* **REQUIREMENT**
Return the records below exactly as they are written.

* **ENTRIES SUPPLIED**

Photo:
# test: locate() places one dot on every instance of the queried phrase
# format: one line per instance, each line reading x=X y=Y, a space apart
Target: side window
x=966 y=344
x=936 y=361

* **TASK RESPONSE**
Photo:
# test: locate() places one dot on every instance of the queried phrase
# format: one line per instance, each line reading x=X y=Y, a space apart
Target: side window
x=966 y=344
x=936 y=361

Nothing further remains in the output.